[INPUT FOR THIS TASK]

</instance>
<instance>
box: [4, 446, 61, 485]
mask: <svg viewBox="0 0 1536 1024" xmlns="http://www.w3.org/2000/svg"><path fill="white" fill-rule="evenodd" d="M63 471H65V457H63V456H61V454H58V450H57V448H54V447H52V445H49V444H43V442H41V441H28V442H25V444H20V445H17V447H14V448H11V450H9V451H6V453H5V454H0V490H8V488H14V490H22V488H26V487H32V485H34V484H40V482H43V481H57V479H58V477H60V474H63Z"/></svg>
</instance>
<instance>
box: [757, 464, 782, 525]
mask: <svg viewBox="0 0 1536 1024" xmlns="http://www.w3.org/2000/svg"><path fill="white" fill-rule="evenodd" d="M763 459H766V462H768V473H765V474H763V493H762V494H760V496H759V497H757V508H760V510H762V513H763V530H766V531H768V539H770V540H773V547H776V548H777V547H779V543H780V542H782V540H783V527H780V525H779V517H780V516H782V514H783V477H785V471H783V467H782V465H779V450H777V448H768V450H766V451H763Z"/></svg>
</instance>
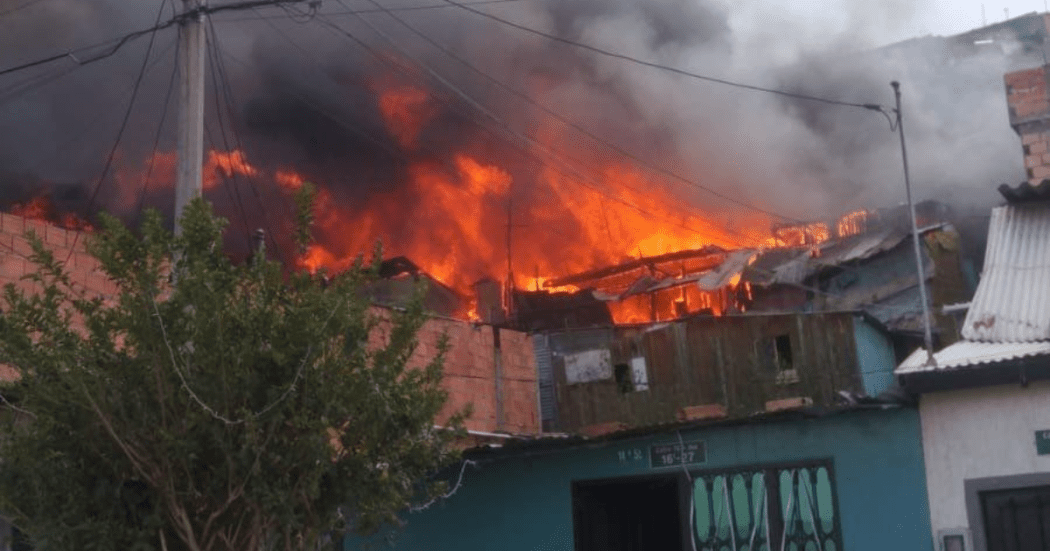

[/INPUT FOR THIS TASK]

- EXERCISE DIRECTIONS
Could you repeat all of the entries exactly, without the pictures?

- SOLVED EXERCISE
</instance>
<instance>
box: [4, 446, 61, 485]
mask: <svg viewBox="0 0 1536 1024" xmlns="http://www.w3.org/2000/svg"><path fill="white" fill-rule="evenodd" d="M63 471H65V457H63V456H61V454H58V450H57V448H54V447H52V445H49V444H43V442H41V441H28V442H25V444H20V445H17V447H14V448H11V450H9V451H6V453H5V454H0V490H8V488H14V490H22V488H26V487H32V485H34V484H40V482H43V481H57V479H58V477H60V474H63Z"/></svg>
</instance>
<instance>
box: [757, 464, 782, 525]
mask: <svg viewBox="0 0 1536 1024" xmlns="http://www.w3.org/2000/svg"><path fill="white" fill-rule="evenodd" d="M763 459H766V462H768V473H765V474H763V493H762V494H760V496H759V497H757V508H760V510H762V513H763V530H766V531H768V539H770V540H773V547H776V548H777V547H779V543H780V542H782V540H783V527H780V525H779V517H780V516H782V514H783V477H785V471H783V467H782V465H779V450H777V448H768V450H766V451H763Z"/></svg>
</instance>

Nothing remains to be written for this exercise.